■ Selection
::::

(This appeared in the Lifted Brow’s No. 6 issue, an Atlas of the World. Writers were invited to choose their own sites, real or imaginary, and describe them in words, sounds, or images. Too bad it’s sold out! It’s fabulous.)
There are at least as many Hells as there are Providences. Hell is an unincorporated collection of souls near Ann Arbor, Michigan. There was once a Hell in Southern California whose founder was the sole member of its Chamber of Commerce, but which has since been paved over by a succession of federal highways. Hell is a city in Poland, a village in Norway, and a family of limestone formations in the Grand Caymans. There’s a Hell in Holland and a Hell’s Gate in the Netherlands Antilles. Hellville is in Madagascar, Hell’s Kitchen in Manhattan, and somewhere there must be a Hellburg. All of these Hells are real, but none is true. When we tell somebody to go to Hell, we’re not directing him toward Ann Arbor.
The Valley of Hinnom, a ravine southwest of Jerusalem now flourishing greenly, is all that remains of the Old Testament Hell of Gehenna. Once the home of Ahaz and other barbarous, child-sacrificing idolaters, it soon became an object lesson–the Sodom of Jeremiah’s day–and a rubbish and sewage dump whose fires burned continually. Gehenna, then, was a real Hell, but again not the true one, only a smelly, smoking symbol.
And this is the problem with Hell: from the very beginning its geographic reality has been undercut by poets and prophets, because, like the rainbow and the unicorn and the Leaning Phallus of Albitragh, it begs to be symbolically used. Hell is the ultimate mixed metaphor, a slippery slope paved with good intentions and navigated by hand basket as every scrap of hope is jettisoned by the bucketful. Hell is war and other people and eternal solitude, or commuting five-days-a-week on the I-15 between Escondido and San Diego. Everyone has an “idea” of hell. If you troll the internet, you’ll find that hell is a three-month school holiday, a blind date, your idea of heaven, being force-fed the works of Henry James, the legalisation of all-night drinking in the UK, one night at the Hotel California, and five minutes with Arlene Massover. This is ridiculous, because, again, when we consign enemies, lovers, strangers, and inanimate objects to Hell, we’re not talking about ideas. We are wishing them into a real and seriously unpleasant place.

::::

■ Entries provided
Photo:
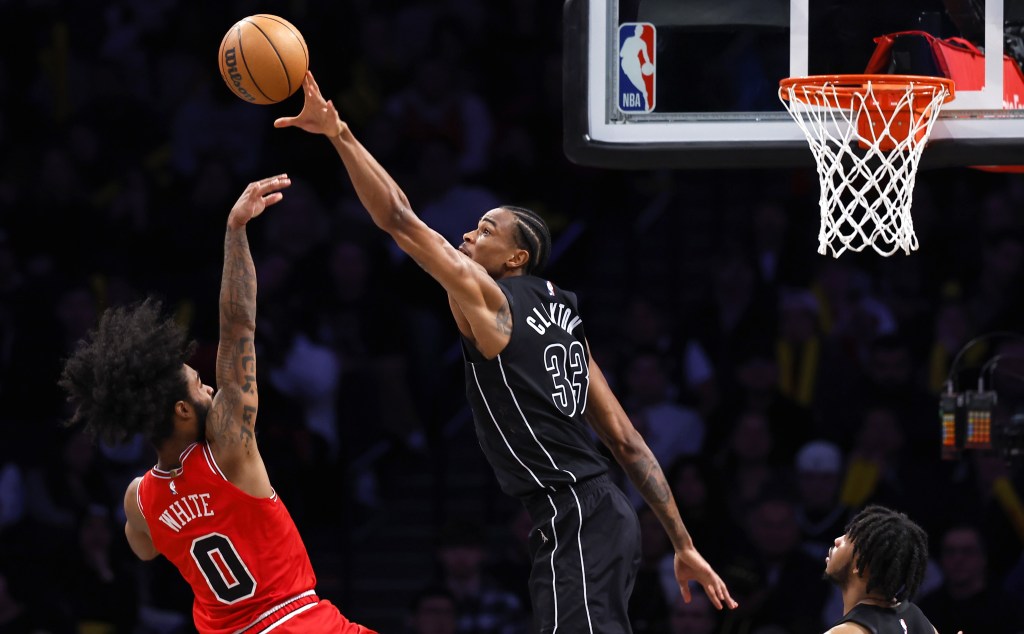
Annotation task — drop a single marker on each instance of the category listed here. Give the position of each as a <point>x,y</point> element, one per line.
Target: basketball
<point>263,58</point>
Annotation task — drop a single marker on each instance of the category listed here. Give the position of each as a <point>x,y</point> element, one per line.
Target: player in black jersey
<point>878,564</point>
<point>532,387</point>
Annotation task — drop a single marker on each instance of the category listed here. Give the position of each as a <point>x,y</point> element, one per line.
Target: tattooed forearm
<point>247,365</point>
<point>238,285</point>
<point>649,480</point>
<point>647,476</point>
<point>503,321</point>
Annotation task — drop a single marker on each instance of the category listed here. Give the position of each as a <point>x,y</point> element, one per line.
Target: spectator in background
<point>481,605</point>
<point>819,513</point>
<point>697,617</point>
<point>439,107</point>
<point>670,429</point>
<point>655,579</point>
<point>952,331</point>
<point>100,584</point>
<point>968,601</point>
<point>798,350</point>
<point>700,498</point>
<point>758,391</point>
<point>876,471</point>
<point>745,466</point>
<point>432,611</point>
<point>779,581</point>
<point>64,489</point>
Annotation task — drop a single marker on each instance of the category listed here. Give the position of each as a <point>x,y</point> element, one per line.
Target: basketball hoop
<point>866,133</point>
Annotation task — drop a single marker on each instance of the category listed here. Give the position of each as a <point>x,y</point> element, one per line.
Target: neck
<point>169,454</point>
<point>855,594</point>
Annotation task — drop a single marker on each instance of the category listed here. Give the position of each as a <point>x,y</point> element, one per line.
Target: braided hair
<point>534,236</point>
<point>125,376</point>
<point>892,547</point>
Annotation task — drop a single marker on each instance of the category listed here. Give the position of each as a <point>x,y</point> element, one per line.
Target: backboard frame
<point>970,131</point>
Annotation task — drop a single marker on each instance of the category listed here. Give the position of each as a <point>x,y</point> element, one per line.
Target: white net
<point>866,139</point>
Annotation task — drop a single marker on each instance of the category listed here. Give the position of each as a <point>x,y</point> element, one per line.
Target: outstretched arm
<point>468,285</point>
<point>231,422</point>
<point>608,419</point>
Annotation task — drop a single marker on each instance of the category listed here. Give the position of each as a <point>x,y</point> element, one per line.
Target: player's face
<point>201,395</point>
<point>493,244</point>
<point>839,562</point>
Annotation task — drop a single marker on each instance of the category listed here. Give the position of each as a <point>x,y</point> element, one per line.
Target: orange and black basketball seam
<point>281,58</point>
<point>296,35</point>
<point>245,62</point>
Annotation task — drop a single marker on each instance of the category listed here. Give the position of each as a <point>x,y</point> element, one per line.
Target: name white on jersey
<point>185,509</point>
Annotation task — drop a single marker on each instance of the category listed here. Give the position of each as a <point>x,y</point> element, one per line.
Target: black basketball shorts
<point>586,550</point>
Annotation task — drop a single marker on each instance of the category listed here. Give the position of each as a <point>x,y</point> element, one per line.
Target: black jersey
<point>528,402</point>
<point>904,619</point>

::::

■ Tasks for this exercise
[A] In the text about Hell, where is the Valley of Hinnom?
[B] Repeat the text about Hell word for word, everything from "(This appeared in" down to "out! It’s fabulous.)".

■ Results in order
[A] It is a ravine southwest of Jerusalem.

[B]
(This appeared in the Lifted Brow’s No. 6 issue, an Atlas of the World. Writers were invited to choose their own sites, real or imaginary, and describe them in words, sounds, or images. Too bad it’s sold out! It’s fabulous.)